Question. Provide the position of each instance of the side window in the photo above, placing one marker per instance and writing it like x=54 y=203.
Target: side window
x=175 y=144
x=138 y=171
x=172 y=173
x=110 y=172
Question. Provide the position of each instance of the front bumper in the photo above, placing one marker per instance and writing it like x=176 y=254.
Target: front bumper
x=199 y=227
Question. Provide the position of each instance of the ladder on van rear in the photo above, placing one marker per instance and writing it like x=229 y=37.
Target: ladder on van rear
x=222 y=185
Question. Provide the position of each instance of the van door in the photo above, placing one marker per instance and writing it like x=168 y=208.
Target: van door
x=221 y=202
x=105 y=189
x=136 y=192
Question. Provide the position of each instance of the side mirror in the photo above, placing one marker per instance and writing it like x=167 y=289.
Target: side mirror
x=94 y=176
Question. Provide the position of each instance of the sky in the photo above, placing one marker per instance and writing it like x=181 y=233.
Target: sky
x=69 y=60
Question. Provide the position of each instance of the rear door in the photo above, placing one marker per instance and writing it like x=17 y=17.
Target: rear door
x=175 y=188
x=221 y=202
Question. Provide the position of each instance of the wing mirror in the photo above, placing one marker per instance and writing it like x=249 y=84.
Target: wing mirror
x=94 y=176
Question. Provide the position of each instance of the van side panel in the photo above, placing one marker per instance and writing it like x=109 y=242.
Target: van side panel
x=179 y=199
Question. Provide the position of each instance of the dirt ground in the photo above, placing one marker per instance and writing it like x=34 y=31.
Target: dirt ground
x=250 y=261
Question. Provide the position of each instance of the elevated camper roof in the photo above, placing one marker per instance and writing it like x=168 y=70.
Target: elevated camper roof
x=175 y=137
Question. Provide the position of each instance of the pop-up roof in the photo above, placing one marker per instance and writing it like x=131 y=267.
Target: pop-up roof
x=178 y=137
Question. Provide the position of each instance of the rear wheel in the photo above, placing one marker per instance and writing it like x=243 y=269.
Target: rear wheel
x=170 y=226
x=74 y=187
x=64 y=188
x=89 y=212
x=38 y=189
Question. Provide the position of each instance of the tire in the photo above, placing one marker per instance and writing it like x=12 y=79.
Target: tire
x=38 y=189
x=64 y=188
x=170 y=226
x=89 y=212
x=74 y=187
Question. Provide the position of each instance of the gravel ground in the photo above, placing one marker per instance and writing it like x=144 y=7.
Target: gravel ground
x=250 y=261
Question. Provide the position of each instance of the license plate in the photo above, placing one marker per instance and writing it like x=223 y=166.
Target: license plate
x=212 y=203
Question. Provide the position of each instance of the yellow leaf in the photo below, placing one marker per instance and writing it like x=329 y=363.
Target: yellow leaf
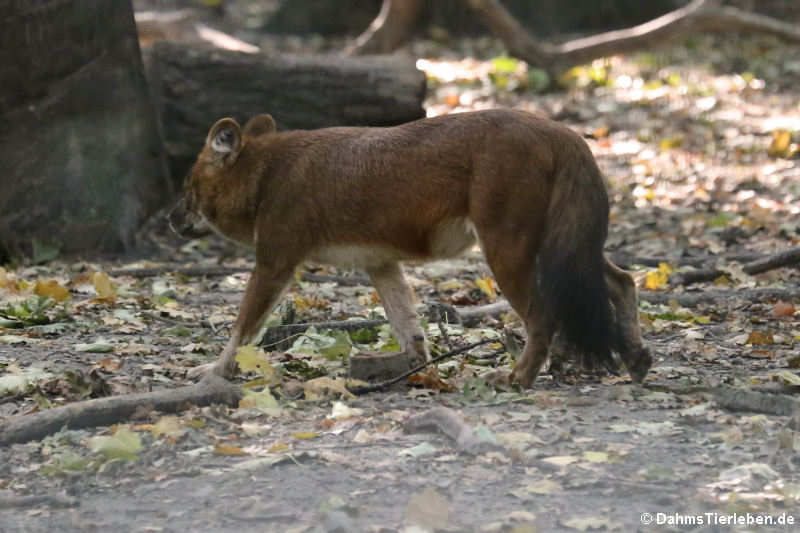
x=105 y=289
x=487 y=286
x=228 y=449
x=252 y=359
x=305 y=435
x=51 y=289
x=261 y=400
x=278 y=447
x=781 y=144
x=655 y=280
x=758 y=337
x=596 y=457
x=723 y=280
x=168 y=426
x=668 y=143
x=123 y=444
x=787 y=378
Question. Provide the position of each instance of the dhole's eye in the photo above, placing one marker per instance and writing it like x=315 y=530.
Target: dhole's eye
x=225 y=137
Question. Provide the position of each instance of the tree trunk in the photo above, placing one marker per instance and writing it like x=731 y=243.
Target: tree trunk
x=195 y=87
x=82 y=159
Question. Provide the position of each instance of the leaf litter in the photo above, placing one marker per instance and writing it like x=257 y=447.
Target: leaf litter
x=699 y=146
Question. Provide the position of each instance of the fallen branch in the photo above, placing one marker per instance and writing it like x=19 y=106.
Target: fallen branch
x=781 y=259
x=449 y=423
x=693 y=299
x=106 y=411
x=9 y=500
x=194 y=271
x=697 y=16
x=626 y=260
x=771 y=402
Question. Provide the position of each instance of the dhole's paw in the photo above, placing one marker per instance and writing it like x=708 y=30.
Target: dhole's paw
x=523 y=375
x=415 y=359
x=202 y=371
x=638 y=364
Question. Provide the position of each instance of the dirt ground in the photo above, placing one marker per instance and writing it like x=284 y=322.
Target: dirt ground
x=699 y=145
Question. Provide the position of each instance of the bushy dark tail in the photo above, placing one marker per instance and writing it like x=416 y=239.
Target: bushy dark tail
x=570 y=265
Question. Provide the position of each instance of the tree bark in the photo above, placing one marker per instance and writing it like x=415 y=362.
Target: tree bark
x=82 y=159
x=195 y=87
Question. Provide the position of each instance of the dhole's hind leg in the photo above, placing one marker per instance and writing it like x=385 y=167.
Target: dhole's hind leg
x=399 y=306
x=622 y=291
x=513 y=266
x=540 y=335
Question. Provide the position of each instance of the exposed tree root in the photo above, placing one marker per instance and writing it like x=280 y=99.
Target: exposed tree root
x=106 y=411
x=738 y=399
x=449 y=423
x=785 y=258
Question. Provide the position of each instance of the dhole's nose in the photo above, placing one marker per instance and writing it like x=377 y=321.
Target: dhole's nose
x=177 y=217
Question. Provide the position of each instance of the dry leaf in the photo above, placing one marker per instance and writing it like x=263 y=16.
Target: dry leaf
x=781 y=144
x=783 y=309
x=760 y=338
x=109 y=364
x=324 y=387
x=52 y=289
x=487 y=286
x=106 y=293
x=228 y=449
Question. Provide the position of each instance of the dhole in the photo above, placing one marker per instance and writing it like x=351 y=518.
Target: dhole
x=526 y=188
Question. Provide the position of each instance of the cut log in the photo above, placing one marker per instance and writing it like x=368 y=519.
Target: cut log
x=195 y=87
x=81 y=156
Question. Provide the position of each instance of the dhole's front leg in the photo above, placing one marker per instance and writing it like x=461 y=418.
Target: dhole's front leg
x=622 y=291
x=398 y=303
x=263 y=290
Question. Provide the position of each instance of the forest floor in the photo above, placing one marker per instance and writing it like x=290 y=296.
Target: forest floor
x=698 y=143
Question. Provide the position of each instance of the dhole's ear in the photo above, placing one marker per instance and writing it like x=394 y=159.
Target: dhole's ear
x=225 y=137
x=259 y=125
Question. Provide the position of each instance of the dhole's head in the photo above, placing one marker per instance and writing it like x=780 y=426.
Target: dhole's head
x=211 y=192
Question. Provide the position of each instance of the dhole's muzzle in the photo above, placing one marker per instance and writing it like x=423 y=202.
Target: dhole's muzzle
x=185 y=222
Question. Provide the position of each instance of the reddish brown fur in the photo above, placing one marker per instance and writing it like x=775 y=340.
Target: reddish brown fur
x=390 y=194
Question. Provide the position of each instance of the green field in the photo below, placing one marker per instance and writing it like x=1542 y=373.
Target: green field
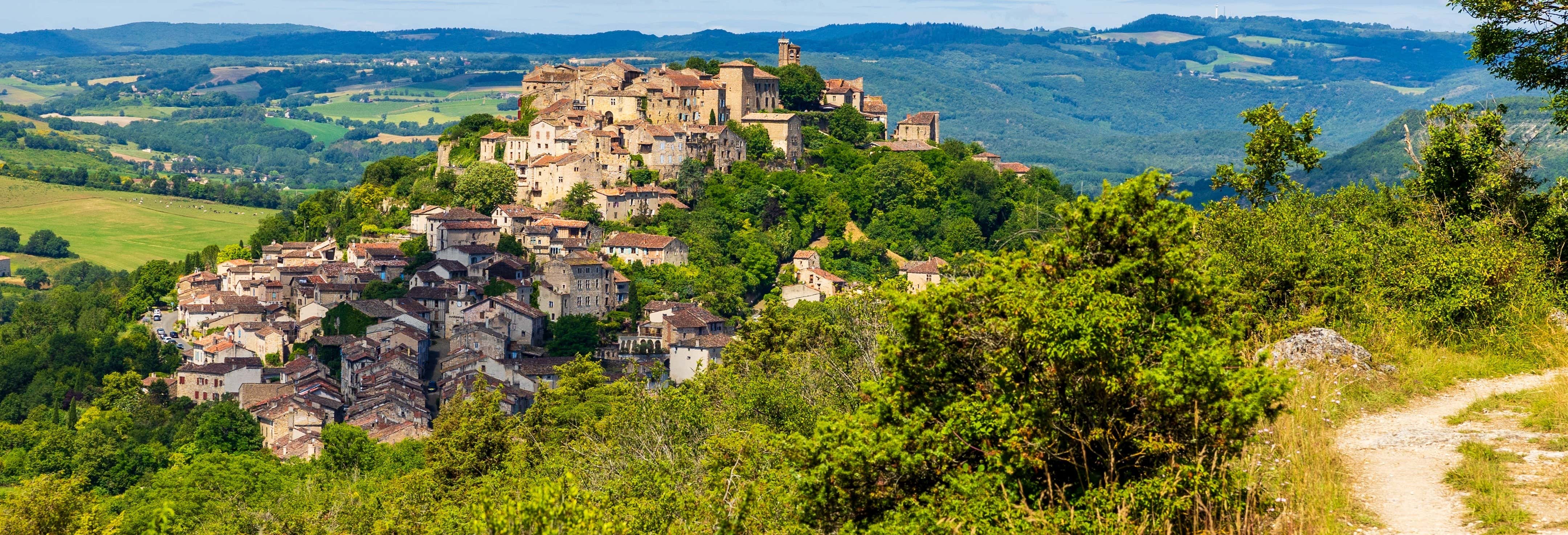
x=142 y=110
x=1402 y=90
x=41 y=90
x=1227 y=58
x=320 y=131
x=1263 y=41
x=1255 y=77
x=418 y=112
x=37 y=158
x=120 y=230
x=1148 y=37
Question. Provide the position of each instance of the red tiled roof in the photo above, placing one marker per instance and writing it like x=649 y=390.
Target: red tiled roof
x=639 y=241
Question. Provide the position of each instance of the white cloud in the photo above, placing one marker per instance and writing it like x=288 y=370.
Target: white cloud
x=684 y=16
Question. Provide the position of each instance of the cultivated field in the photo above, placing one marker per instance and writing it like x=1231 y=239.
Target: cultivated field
x=1235 y=60
x=1404 y=90
x=1148 y=37
x=234 y=74
x=320 y=131
x=120 y=230
x=134 y=77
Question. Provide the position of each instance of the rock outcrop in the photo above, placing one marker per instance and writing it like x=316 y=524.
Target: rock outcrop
x=1319 y=344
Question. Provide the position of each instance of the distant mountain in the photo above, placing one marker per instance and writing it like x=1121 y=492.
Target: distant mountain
x=1385 y=158
x=1159 y=92
x=137 y=37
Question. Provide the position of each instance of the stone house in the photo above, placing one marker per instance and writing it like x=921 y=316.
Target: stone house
x=212 y=382
x=579 y=283
x=924 y=126
x=515 y=319
x=615 y=104
x=923 y=275
x=647 y=248
x=513 y=217
x=748 y=89
x=821 y=280
x=623 y=203
x=550 y=178
x=690 y=357
x=465 y=233
x=783 y=131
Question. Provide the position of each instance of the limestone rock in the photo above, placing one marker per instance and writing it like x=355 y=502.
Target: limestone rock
x=1319 y=344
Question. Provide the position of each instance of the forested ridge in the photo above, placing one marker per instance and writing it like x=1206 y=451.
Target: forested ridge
x=1097 y=360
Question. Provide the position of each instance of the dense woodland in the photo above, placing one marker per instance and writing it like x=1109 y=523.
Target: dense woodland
x=998 y=402
x=1090 y=363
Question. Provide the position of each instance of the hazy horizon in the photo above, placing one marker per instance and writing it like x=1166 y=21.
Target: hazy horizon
x=697 y=15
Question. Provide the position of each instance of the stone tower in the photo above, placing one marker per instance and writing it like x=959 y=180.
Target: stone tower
x=789 y=54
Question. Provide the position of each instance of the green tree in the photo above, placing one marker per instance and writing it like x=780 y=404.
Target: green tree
x=1468 y=164
x=510 y=246
x=1106 y=365
x=45 y=242
x=485 y=186
x=226 y=427
x=849 y=125
x=385 y=289
x=233 y=252
x=32 y=278
x=582 y=396
x=46 y=504
x=121 y=391
x=575 y=335
x=415 y=247
x=471 y=435
x=577 y=204
x=556 y=507
x=10 y=241
x=1526 y=43
x=800 y=87
x=347 y=448
x=756 y=137
x=1274 y=146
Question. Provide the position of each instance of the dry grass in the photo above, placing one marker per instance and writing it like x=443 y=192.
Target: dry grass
x=1294 y=463
x=1492 y=498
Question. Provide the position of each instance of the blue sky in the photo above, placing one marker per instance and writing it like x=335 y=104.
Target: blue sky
x=684 y=16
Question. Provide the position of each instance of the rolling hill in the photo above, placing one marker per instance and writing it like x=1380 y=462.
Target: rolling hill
x=1158 y=92
x=120 y=230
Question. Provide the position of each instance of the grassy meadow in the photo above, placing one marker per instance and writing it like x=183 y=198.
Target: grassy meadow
x=320 y=131
x=120 y=230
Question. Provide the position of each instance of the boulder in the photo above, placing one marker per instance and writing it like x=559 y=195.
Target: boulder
x=1319 y=344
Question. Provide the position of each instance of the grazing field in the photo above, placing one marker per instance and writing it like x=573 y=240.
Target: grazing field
x=120 y=230
x=245 y=92
x=404 y=139
x=1402 y=90
x=1148 y=37
x=1255 y=77
x=101 y=118
x=134 y=77
x=38 y=158
x=132 y=112
x=1235 y=60
x=320 y=131
x=1263 y=41
x=13 y=84
x=234 y=74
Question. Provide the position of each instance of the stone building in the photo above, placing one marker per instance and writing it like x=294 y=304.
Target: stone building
x=748 y=89
x=789 y=54
x=924 y=126
x=783 y=131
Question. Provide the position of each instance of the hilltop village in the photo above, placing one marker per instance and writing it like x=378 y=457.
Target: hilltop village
x=303 y=336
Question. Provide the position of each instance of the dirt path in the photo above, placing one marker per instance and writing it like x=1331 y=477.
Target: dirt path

- What to produce -
Turn the lines of the listing above into a numbered list. Begin at the line that contains "like x=290 y=296.", stop after the line that contains "x=211 y=192", and leave out any blank lines.

- The result -
1. Question. Provide the position of each instance of the forest floor in the photo above, placing one marker per instance and writing it like x=290 y=296.
2. Target: forest floor
3. x=698 y=143
4. Question. Provide the position of each instance of the dhole's ear in the photo above, placing one marker per instance and writing it like x=394 y=159.
5. Target: dhole's ear
6. x=225 y=137
7. x=259 y=125
8. Question. Provide the position of each instance of the dhole's head in the photo above, placing one marker per instance and writing it like x=780 y=426.
9. Target: dhole's head
10. x=211 y=192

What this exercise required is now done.